(Items listed in a dataset)
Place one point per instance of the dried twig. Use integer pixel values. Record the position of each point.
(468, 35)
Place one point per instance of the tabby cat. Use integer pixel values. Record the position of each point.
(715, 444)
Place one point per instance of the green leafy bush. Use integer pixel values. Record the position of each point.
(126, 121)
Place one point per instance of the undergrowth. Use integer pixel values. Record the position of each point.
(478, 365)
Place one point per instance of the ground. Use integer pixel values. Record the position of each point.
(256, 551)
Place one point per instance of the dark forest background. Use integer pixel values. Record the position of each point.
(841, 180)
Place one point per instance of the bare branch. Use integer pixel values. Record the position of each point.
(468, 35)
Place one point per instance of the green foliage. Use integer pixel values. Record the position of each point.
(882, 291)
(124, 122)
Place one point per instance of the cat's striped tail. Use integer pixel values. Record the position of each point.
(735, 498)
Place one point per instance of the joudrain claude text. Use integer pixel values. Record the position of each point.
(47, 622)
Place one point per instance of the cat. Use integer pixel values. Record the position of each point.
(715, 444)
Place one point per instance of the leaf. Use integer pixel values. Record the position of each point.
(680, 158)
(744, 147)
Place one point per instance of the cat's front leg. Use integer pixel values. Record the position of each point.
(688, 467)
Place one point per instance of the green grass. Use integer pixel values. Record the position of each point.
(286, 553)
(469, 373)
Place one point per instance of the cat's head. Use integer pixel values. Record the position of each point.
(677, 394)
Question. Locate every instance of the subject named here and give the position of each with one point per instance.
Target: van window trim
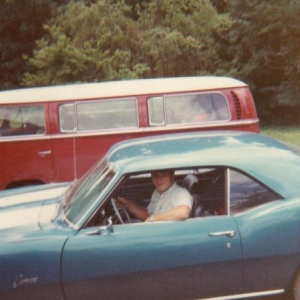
(99, 100)
(165, 96)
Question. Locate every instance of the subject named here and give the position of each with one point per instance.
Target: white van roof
(117, 89)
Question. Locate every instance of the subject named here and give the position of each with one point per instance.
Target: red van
(55, 134)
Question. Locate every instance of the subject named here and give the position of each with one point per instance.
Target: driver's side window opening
(205, 185)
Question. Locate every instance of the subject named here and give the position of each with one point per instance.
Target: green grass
(290, 134)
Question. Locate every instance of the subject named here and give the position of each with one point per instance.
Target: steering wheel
(120, 213)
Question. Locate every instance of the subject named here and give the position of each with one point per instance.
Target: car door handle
(44, 153)
(229, 233)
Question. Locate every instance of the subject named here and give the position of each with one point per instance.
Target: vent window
(237, 105)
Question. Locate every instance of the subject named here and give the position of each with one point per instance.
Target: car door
(197, 258)
(269, 234)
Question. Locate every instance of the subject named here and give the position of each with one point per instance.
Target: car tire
(295, 289)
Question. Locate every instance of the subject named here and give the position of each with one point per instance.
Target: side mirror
(108, 226)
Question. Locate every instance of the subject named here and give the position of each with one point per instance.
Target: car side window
(246, 193)
(187, 109)
(99, 115)
(110, 114)
(22, 120)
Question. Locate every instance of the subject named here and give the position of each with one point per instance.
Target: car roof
(258, 155)
(118, 89)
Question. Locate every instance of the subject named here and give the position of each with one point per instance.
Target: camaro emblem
(20, 280)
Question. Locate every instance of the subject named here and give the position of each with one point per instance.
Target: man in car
(169, 202)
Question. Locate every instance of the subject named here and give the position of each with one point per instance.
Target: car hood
(29, 206)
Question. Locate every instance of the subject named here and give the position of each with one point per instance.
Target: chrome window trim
(247, 295)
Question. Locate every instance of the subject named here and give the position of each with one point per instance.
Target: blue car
(242, 239)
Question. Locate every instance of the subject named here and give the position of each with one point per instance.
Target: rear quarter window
(188, 109)
(22, 120)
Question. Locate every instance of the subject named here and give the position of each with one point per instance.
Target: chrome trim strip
(203, 125)
(120, 88)
(241, 296)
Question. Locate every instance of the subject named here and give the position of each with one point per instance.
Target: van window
(186, 109)
(99, 115)
(22, 120)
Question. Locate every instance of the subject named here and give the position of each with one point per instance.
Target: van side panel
(26, 159)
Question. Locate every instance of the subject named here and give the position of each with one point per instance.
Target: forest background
(51, 42)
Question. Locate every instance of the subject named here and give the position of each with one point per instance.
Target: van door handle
(44, 153)
(229, 233)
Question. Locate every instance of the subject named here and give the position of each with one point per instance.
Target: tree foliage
(21, 25)
(97, 41)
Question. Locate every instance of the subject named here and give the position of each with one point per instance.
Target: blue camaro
(71, 241)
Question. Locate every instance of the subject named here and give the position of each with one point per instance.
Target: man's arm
(179, 213)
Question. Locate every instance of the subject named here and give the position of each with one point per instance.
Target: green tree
(21, 24)
(264, 51)
(100, 40)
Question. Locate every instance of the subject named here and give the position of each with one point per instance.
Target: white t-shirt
(171, 198)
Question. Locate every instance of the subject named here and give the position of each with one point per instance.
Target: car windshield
(83, 194)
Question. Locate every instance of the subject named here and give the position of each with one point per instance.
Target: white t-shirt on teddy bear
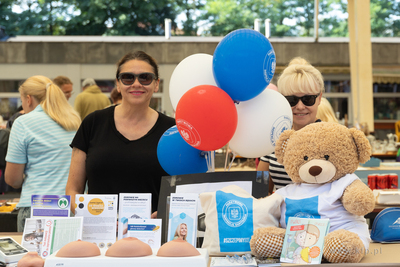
(323, 201)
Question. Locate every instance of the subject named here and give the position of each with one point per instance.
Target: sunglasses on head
(144, 78)
(307, 100)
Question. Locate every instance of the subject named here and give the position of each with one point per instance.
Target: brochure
(50, 206)
(238, 261)
(183, 217)
(132, 206)
(304, 240)
(47, 235)
(147, 231)
(100, 218)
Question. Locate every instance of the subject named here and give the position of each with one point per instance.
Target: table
(384, 254)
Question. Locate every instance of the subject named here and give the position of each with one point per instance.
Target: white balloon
(192, 71)
(261, 120)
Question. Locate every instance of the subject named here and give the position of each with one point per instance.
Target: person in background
(20, 111)
(65, 85)
(115, 149)
(116, 96)
(302, 85)
(38, 155)
(91, 99)
(325, 111)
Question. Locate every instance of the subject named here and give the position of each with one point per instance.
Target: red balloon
(206, 117)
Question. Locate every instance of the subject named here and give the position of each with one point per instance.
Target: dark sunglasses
(307, 100)
(128, 78)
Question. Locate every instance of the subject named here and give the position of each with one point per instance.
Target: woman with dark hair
(115, 149)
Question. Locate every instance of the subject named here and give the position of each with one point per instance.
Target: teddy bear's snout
(315, 170)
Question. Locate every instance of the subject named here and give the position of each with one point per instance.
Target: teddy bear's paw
(343, 246)
(267, 242)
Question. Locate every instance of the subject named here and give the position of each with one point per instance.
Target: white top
(323, 201)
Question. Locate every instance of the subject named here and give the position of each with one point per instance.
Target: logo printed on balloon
(269, 60)
(189, 133)
(234, 213)
(280, 125)
(171, 131)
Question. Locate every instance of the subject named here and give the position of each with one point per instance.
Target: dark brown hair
(138, 55)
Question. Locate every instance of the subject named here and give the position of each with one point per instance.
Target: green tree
(125, 17)
(225, 16)
(333, 18)
(190, 8)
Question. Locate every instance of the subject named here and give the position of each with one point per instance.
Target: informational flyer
(132, 206)
(147, 231)
(50, 206)
(47, 235)
(183, 217)
(100, 218)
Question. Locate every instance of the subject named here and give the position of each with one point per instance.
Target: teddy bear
(321, 159)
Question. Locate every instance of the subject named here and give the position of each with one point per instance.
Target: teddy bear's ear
(362, 144)
(281, 145)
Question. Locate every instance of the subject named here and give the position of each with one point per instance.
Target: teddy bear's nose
(315, 170)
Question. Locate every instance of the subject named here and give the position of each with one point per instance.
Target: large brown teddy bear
(321, 159)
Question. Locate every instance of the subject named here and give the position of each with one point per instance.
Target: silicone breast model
(31, 259)
(129, 247)
(78, 249)
(177, 248)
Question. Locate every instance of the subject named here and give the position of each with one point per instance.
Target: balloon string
(226, 156)
(208, 165)
(233, 159)
(209, 158)
(213, 161)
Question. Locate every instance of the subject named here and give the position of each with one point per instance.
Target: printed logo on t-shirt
(302, 208)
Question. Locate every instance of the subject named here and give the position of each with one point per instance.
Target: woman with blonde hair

### Exercise aim
Where a picture appears, skip it and copy the rest of the data word for word.

### Written response
Place one point per instance of the dried twig. Use integer pixel values. Record the position of each point.
(468, 35)
Place one point per instance of the tabby cat. Use integer pixel values. Record the position of each point.
(715, 444)
Place one point per instance of the green leafy bush. Use integer pixel values. Record the position of each point.
(126, 121)
Place one point per instance of the undergrowth. Use integer pixel values. Record the position of each point.
(478, 365)
Place one point per instance of the ground. Use integer pixel values. Record the position of each point.
(256, 551)
Place one point per instance of the dark forest background. Use integer pixel values. Record the position of each point.
(841, 180)
Place one point per instance of the bare branch. Use integer pixel values. Record the position of each point.
(468, 35)
Place one point per instance of the green foliage. Use integer pixel values. Record the position of each point.
(882, 291)
(124, 122)
Place one point per instance of the cat's striped tail. Use integer pixel values. Record the position of each point.
(735, 498)
Place one point per instance of the joudrain claude text. Use integer pixel values. Record the position of each point.
(47, 622)
Place one point per instance of the cat. Use integer pixel values. Record the position of each point.
(715, 444)
Place one point per instance of the leaf. Use integer pixel values. Record the position of each point.
(680, 158)
(744, 147)
Place one point per instance of the cat's front leg. Use integer pixel values. Record the position of each point.
(688, 467)
Place one point per instance of the green grass. Use integer pixel values. Record the position of each point.
(286, 553)
(469, 373)
Place one point per instance of the cat's head. Use integer pixel values. Record the position of each point.
(677, 394)
Question. Locate every instance of the subject named here and give the position of each with one point per instance.
Target: van window trim
(99, 100)
(165, 96)
Question. Locate every instance of the subject named here and give the position of each with one point per instance.
Target: white van roof
(117, 89)
Question. Locate every instance of the subject named here and give the position of each with one point per instance.
Target: red van
(55, 134)
Question. Locate every instance of the subject named here and give the position of each with one point per instance.
Target: driver's side window opening
(205, 185)
Question. Locate every instance of the subject named here and give the position of each with one point per instance.
Target: green grass
(290, 134)
Question. Locate every instance of the subject named here and give the position of each with one point per instance.
Target: steering wheel
(120, 213)
Question. Locate every instance of the subject named here and give the position of each with one point per instance.
Target: car door handle
(44, 153)
(229, 233)
Question. Locate every instance of the subject named here and give the position of each with one point per instance.
Target: vent window
(237, 105)
Question. Locate every instance of the subject named here and give the position of each with one point per instance.
Target: car door
(197, 258)
(269, 234)
Question. Locate every instance of the subject named here and give the position of each with one point per instance.
Target: car tire
(295, 289)
Question. Locate every instance of the subject named here and give the position of each with one point per instance.
Target: side mirror
(108, 226)
Question. Locate every instance of the subject named here and give the position of each with one point per instance.
Target: car side window
(246, 193)
(187, 109)
(99, 115)
(110, 114)
(22, 120)
Question. Locate every instance of the subject named here and give the position of each with one point per instance.
Target: car roof
(258, 155)
(118, 89)
Question. Locate every instance of the subject named here and give the position of each with one point per instance.
Target: camaro emblem
(20, 280)
Question. Locate every instance of the subject named here and give the position of each with one point per instance.
Target: man in car
(169, 202)
Question. Locate every instance of the subject named here and give the position of each with one point per instance.
Target: car hood
(29, 206)
Question. Locate every instance of the subject named here and give the position of each with one point per instance.
Target: chrome window trim
(247, 295)
Question. Locate every instance of the subject named here and give the position of each with one point per instance.
Target: blue car
(242, 239)
Question. Locate every instance of the subject named here and give the position of each with one point per instance.
Target: rear quarter window
(188, 109)
(22, 120)
Question. Locate every instance of the subject named here and give the position of each with one point per instance.
Target: chrome trim strip
(203, 125)
(120, 88)
(241, 296)
Question. Locate every instance of the subject named here and give the position of each with one point per instance.
Target: van window
(186, 109)
(99, 115)
(22, 120)
Question. Locate every instance of the subject named here and give the position of each with one point per instance.
Target: van side panel
(26, 159)
Question. Locate every instance of the subject named here and give the position of each with one point per instance.
Target: forest background
(51, 42)
Question. Locate every instance of the subject named here and give the position of each with one point per instance.
Target: van door handle
(44, 153)
(229, 233)
Question. Locate every instance of the subject named here and give the position of each with one point per instance.
Target: tree foliage
(21, 25)
(97, 41)
Question. Locate every instance of the subject named here and give the position of each with one point per instance.
Target: blue camaro
(71, 241)
Question. Locate every instance of the subject named here and give the position of each with one point per instance.
Target: man's arm
(179, 213)
Question. Locate every instance of the subject named here and give the position of each with one point per instance.
Target: green tree
(21, 24)
(264, 51)
(100, 40)
Question. Locate every instance of the subject named here and give the position of each with one point per instance.
Target: white t-shirt
(171, 198)
Question. Locate every instance of the subject named here and give the position of each with one point per instance.
Target: car windshield
(83, 194)
Question. Locate every instance of the subject named here and give the position of each with one point per instance.
Target: white t-shirt on teddy bear
(323, 201)
Question. Locate every instance of the subject named here and give the position of each with one point per instance.
Target: sunglasses on head
(144, 78)
(307, 100)
Question. Locate every instance of the subject named here and give the position of each with one point per instance.
Target: brochure
(50, 206)
(238, 261)
(183, 217)
(132, 206)
(304, 240)
(47, 235)
(147, 231)
(100, 218)
Question. Locate every instance of the subject named here and give the position of each with one point per instance.
Target: table
(384, 254)
Question. Locate every instance of the subject named here and give the position of each with one point per instance.
Target: white balloon
(192, 71)
(261, 120)
Question. Locate every instance of the subject named here and give the position of each with one point per instance.
Target: person in background
(20, 111)
(65, 85)
(115, 149)
(116, 96)
(302, 85)
(38, 155)
(91, 99)
(325, 111)
Question. Locate every instance of the subject named here and give the position of each with one point per instance.
Target: red balloon
(206, 117)
Question. Locate every instance of the subject named here and give the position of each with one point per instance.
Target: dark sunglasses
(307, 100)
(128, 78)
Question. Locate every instance of the subject named here and give the position of each with one point per instance.
Target: woman with dark hair
(115, 149)
Question. Locate every instance of the subject named here and give the position of each with one point per instance.
Target: teddy bear's snout
(315, 170)
Question. Locate every instance of the subject named here and give the position of each with one point per instance.
Target: teddy bear's paw
(343, 246)
(267, 242)
Question. Locate every instance of the subject named here and give the position of each with one point per instance.
Target: white top
(323, 201)
Question. Locate every instance of the subject named here and give the position of each with one point per instance.
Target: logo printed on balloon
(269, 60)
(189, 133)
(234, 213)
(280, 125)
(171, 131)
Question. Locate every instance of the subject named here and give the position of each with one point per instance.
Target: dark brown hair
(138, 55)
Question. Locate every instance of the subject named here and give the position of each with one point per instance.
Target: green tree
(125, 17)
(225, 16)
(333, 18)
(190, 8)
Question. Locate every instance of the subject named here and give the position of each with one point per instance.
Target: informational flyer
(132, 206)
(147, 231)
(50, 206)
(47, 235)
(183, 217)
(100, 218)
Question. Locate every instance of the subject named here and give the position of each with one point per instance.
Target: teddy bear
(321, 159)
Question. Locate every instance of the subject named here and give the position of each with one point per instance.
Target: teddy bear's ear
(362, 144)
(281, 145)
Question. Locate every instance of the subject named here and give the position of each with one point per instance.
Target: teddy bear's nose
(315, 170)
Question. Locate every instance of the subject named here and give the position of each with one point per instance.
Target: large brown teddy bear
(321, 159)
Question. Locate every instance of the subject named here and give the position of each with one point per instance.
Target: silicone breast model
(31, 259)
(129, 247)
(78, 249)
(177, 248)
Question. Locate every instance of the subject named here and give the position of each with one point per instance.
Target: balloon string
(226, 156)
(208, 165)
(233, 159)
(209, 158)
(213, 161)
Question. Locate every instance of the subject named here and give the position of each with one point per instance.
Target: printed logo on t-shirt
(302, 208)
Question. Locate every instance of the subject named here and give the position of each with one point per instance.
Target: woman with blonde hair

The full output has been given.